(Items from a dataset)
------------
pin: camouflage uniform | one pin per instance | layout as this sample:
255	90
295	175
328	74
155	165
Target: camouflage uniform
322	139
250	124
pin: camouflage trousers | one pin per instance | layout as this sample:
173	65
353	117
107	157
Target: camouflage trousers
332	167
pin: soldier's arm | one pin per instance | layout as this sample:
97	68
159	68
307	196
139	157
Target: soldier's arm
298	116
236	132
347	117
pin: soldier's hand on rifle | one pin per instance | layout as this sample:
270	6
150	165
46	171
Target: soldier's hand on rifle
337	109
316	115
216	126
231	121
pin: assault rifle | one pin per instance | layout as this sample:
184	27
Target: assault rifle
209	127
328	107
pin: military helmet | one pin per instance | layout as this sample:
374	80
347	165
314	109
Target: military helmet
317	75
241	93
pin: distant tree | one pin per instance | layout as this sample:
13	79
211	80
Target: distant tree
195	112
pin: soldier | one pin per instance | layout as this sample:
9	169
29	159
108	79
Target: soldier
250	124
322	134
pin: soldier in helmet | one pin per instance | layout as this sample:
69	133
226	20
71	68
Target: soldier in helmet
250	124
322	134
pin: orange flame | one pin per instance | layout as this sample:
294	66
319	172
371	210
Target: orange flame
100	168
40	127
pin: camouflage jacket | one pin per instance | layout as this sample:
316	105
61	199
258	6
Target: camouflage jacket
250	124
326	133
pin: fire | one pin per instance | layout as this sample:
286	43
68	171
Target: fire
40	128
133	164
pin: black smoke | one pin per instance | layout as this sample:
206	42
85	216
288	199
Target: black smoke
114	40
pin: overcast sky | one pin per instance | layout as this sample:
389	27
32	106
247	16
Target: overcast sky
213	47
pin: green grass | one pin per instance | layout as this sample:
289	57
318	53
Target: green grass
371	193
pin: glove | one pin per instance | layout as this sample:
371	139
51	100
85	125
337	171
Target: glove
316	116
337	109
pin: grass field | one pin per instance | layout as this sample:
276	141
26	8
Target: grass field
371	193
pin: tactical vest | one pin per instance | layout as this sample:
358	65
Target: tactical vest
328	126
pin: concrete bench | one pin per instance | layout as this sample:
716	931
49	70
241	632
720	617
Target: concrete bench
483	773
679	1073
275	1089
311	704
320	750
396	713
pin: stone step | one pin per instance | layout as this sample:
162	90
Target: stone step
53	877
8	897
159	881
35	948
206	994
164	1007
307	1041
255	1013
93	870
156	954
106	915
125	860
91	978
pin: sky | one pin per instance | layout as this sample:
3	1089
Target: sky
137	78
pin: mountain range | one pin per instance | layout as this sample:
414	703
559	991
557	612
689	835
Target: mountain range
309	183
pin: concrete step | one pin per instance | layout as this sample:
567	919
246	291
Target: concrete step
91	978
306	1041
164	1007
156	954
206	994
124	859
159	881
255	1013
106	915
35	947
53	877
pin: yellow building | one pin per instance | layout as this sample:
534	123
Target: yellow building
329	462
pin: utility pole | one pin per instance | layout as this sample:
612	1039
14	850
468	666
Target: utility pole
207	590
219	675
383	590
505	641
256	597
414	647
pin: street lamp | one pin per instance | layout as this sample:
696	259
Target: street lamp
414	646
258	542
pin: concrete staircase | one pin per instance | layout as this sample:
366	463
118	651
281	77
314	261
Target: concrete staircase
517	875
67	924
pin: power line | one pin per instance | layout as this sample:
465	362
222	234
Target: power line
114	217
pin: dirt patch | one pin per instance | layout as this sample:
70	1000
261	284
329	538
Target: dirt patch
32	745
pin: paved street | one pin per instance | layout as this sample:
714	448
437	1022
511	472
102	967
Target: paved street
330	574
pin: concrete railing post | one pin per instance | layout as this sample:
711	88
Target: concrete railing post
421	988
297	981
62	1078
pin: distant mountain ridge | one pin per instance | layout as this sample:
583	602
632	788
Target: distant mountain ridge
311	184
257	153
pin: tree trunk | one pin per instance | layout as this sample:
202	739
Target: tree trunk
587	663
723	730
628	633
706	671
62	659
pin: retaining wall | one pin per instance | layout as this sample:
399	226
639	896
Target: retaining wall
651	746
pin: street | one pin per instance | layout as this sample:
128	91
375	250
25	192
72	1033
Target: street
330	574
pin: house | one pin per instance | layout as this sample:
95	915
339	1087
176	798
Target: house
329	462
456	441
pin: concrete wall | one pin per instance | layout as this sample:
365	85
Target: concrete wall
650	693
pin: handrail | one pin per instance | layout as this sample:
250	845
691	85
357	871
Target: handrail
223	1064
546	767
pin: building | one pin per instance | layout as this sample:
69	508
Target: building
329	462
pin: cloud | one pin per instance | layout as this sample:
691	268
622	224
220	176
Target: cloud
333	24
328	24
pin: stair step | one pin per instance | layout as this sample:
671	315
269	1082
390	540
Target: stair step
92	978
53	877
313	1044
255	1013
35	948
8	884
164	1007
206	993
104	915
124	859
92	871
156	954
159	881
------------
## Exercise prompt
The required output is the complete set of records, reproduced exactly.

## Task answer
pin: camouflage uniform | one pin per instance | layout as this sample:
255	90
295	175
328	74
155	165
Target: camouflage uniform
322	139
250	124
pin: camouflage trousers | one pin per instance | layout as this sample:
173	65
353	117
107	157
Target: camouflage trousers
332	167
pin: soldier's arm | one pin per instance | layout as this sample:
97	68
159	68
307	196
139	157
Target: soldier's arm
298	116
236	132
347	117
pin: soldier's hand on rifle | one pin per instance | layout as this sample:
270	6
150	165
46	171
Target: soldier's hand on rifle
337	109
316	115
216	126
231	121
pin: assault rifle | one pin per instance | layout as this sample:
184	27
Target: assault rifle
209	127
328	107
pin: military helmet | one pin per instance | layout as this sample:
374	80
347	165
314	109
Target: military helmet
317	75
241	93
pin: distant tree | one pin per instance | layout as this sample:
13	79
211	80
Target: distant tree
195	112
pin: soldier | one pin per instance | layout as this sample:
9	169
29	159
108	79
Target: soldier
250	124
322	134
pin: soldier in helmet | one pin per instance | layout as this sample:
69	133
226	20
71	68
Target: soldier in helmet
250	124
322	134
pin: orange flame | one pin per instance | layout as this sample:
294	66
319	172
371	210
Target: orange flame
100	168
40	127
pin: camouflage jacket | one pin per instance | layout as this sample:
316	105
61	199
258	6
Target: camouflage jacket
250	124
326	133
pin: fire | one pin per instance | layout as this sample:
286	43
68	171
Target: fire
40	128
133	164
pin: black smoke | one pin per instance | layout as this sample:
206	42
85	216
288	199
Target: black smoke
114	40
pin: overcast sky | one pin per instance | layout as this sample:
389	27
32	106
247	16
Target: overcast sky
213	47
pin: green grass | one pin per instance | layout as this sample:
289	57
318	53
Target: green grass
371	193
pin: glove | one pin per instance | layout as this sample:
371	139
51	100
85	125
337	171
Target: glove
316	116
337	109
pin: grass field | one pin per instance | layout as this sample:
276	141
26	8
Target: grass field
371	193
pin: tactical vest | one pin per instance | layout as this sample:
358	65
Target: tactical vest
328	126
pin: concrete bench | one pin per instance | layout as this sample:
716	931
49	70
241	632
720	617
Target: concrete bench
483	773
679	1073
275	1089
311	704
320	750
396	713
pin: stone step | one pin per instance | layout as this sample:
162	90
Target: stone step
53	877
8	897
159	881
35	948
206	994
164	1007
307	1041
255	1013
93	870
156	954
106	915
125	860
91	978
pin: sky | one pin per instance | layout as this sample:
3	1089
Target: sky
137	78
pin: mountain range | one pin per instance | layout as this sample:
414	703
559	991
557	612
689	835
Target: mountain range
309	183
pin: concrete step | one pin per instance | layout as this sample:
567	919
246	291
Target: concrete step
91	978
306	1041
164	1007
156	954
206	994
124	859
159	881
255	1013
106	915
35	947
53	877
pin: yellow building | one pin per instance | layout as this sample:
534	123
Target: yellow building
329	462
pin: utility pole | one pin per instance | layout as this sample:
612	1039
14	850
468	666
Target: utility pole
207	590
219	675
383	590
505	641
256	597
414	647
pin: street lamp | one pin per instance | layout as this sample:
696	259
Target: street lamp
414	646
258	542
pin: concrete staircase | one pin per instance | layout as this sample:
366	463
118	651
281	77
314	261
Target: concrete staircase
517	875
67	924
pin: power line | one pin per instance | layout as this sample:
465	362
222	234
Target: power line
114	217
pin: dirt patch | one pin per instance | layout as this sample:
70	1000
261	284
329	538
Target: dirt patch
32	745
pin: paved street | one pin per instance | layout as this sample:
714	448
437	1022
511	472
102	967
Target: paved street
330	574
pin: concrete railing post | one pin per instance | layout as this sample:
711	88
Target: concrete railing post
421	988
297	981
62	1078
pin: distant mountain ridge | one pin per instance | layout as this sample:
583	602
632	788
Target: distant mountain ridge
311	184
257	153
pin: tree trunk | one pin per instance | layout as this sample:
202	739
Target: tree trunk
587	663
723	730
628	633
706	671
62	659
pin: retaining wall | one pin per instance | layout as this sample:
399	226
639	896
Target: retaining wall
651	746
pin: street | one pin per instance | layout as this sample:
128	91
375	250
25	192
72	1033
Target: street
330	574
pin: house | one pin per instance | layout as this sample:
95	915
339	1087
176	798
Target: house
329	462
456	441
pin: concrete wall | one pin per instance | layout as this sample:
365	85
Target: concrete wall
650	693
pin: handrail | one pin per instance | layout as this sample:
250	845
691	85
357	871
Target: handrail
223	1064
546	767
pin: building | one pin per instance | layout as this sample:
69	508
Target: building
329	462
pin: cloud | one pin per instance | layout as this sample:
691	268
622	224
220	176
Target: cloud
333	24
328	24
pin: stair step | one pin per instance | layout as this sample:
671	315
269	1082
390	540
Target: stair step
92	978
53	877
313	1044
255	1013
35	948
8	884
164	1007
206	993
104	915
124	859
92	871
156	954
159	881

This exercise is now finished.